DOCUMENT EXCERPT:
- - - -

Laos (Lao Peoples’ Democratic Republic) has been one of the world’s poorest countries, but is now experiencing significant economic growth as it enters the 21st century. Many people are spiritually hungry and the gospel is spreading as God’s people, many of whom have endured the fires of persecution, share the gospel with friends and neighbours.
Although there are more than 100 ethno-linguistic groups, the people of Laos fall into two main groups.
- 60% Lao or Lowland Lao. They mainly live along the Mekong River.
- 20% Upland Lao or Mon-Khmer peoples. Their villages are mostly in the hills of Laos
- 9% Highland Lao or Hmong-Mien peoples. Their villages are traditionally found on the mountain ridges.
- 7% Tibetan-Himalayan peoples including the Akha, Phu Noy and others.
- 4% Vietnamese, Chinese and others.
(Sources: Operation World 2010, OMF International)
The principal religion of Laos is Theravada Buddhism, though it is little more than a veneer over deep-seated animism. Laotian life and culture is heavily influenced by this animism-Buddhist mix. There are temples in many ethnic Lao villages, but most non-Lao (tribal) villages have no Buddhist presence.

- - - -

SOURCE DATA:
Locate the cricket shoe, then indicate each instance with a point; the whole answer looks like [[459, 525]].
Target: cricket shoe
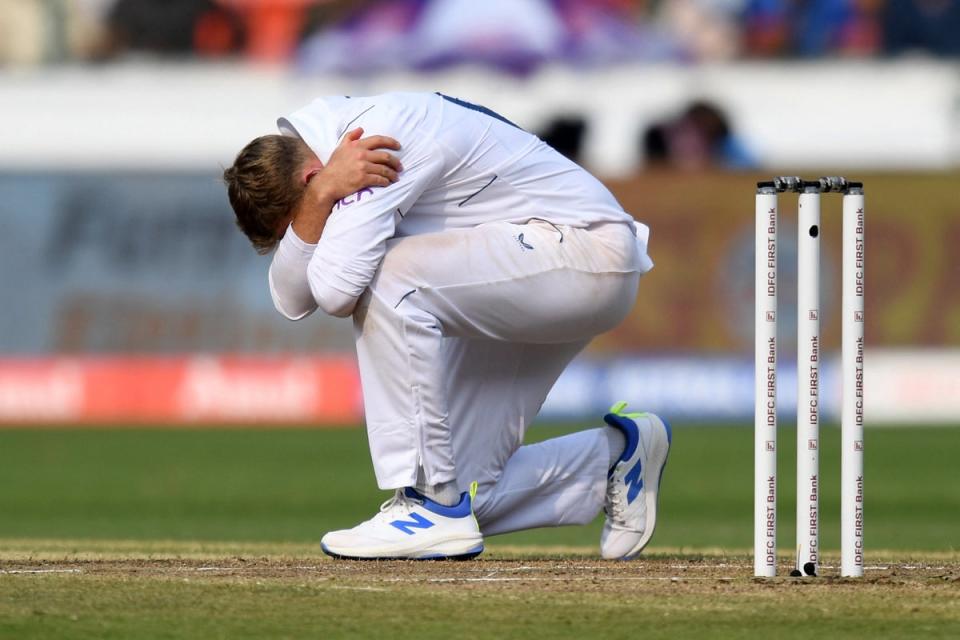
[[633, 484], [411, 526]]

- - - -

BRIEF 1: Return the passage of the Laos text between "- 20% Upland" and "2010, OMF International)", inclusive, copied word for word.
BRIEF 2: Resume the text about Laos from where it stops, not the data.

TASK ANSWER 1:
- 20% Upland Lao or Mon-Khmer peoples. Their villages are mostly in the hills of Laos
- 9% Highland Lao or Hmong-Mien peoples. Their villages are traditionally found on the mountain ridges.
- 7% Tibetan-Himalayan peoples including the Akha, Phu Noy and others.
- 4% Vietnamese, Chinese and others.
(Sources: Operation World 2010, OMF International)

TASK ANSWER 2:
Laos lacks a common language. The country’s official language is Lao, but ethnic groups use their own languages and dialects. English is the second official language.
Laos is completely landlocked, bounded by China, Vietnam, Cambodia, Thailand, and Myanmar. Although 90 percent of the country is mountainous, most life centres on the fertile Mekong River and its tributaries. The river irrigates rice paddies and provides some fish. Laos has been very dependent on foreign aid and imported foodstuff for decades, but this dependence is diminishing.
The climate of Laos is tropical with April temperatures averaging 29°C (84°F) and January temperatures averaging 22°C (72°F).
The early history of Laos is sketchy. The original inhabitants of the area were the Mon-Khmer. The Lao and other Tai peoples gradually moved south from present-day Yunnan province, China.
The “Kingdom of a Million Elephants” was founded in the mid-14th century when the Khmer king at Angkor married his daughter to a Lao prince, Fa Ngum. After him, the kingdom had a long period of peace. It expanded to control parts of North Thailand, was beaten back by the Burmese, ruled by the Vietnamese, and eventually split into three states in 1713.
Hostilities between Thailand and Vientiane led to the conquering of the latter in 1778 and the other two states were forced into line. When Vientiane tried to reassert its independence in 1827, Thai forces completely destroyed it.
During the second half of the 19th century the French began to make their presence felt. A French military expedition in 1893 occupied the most important towns and by 1904 they controlled the whole country.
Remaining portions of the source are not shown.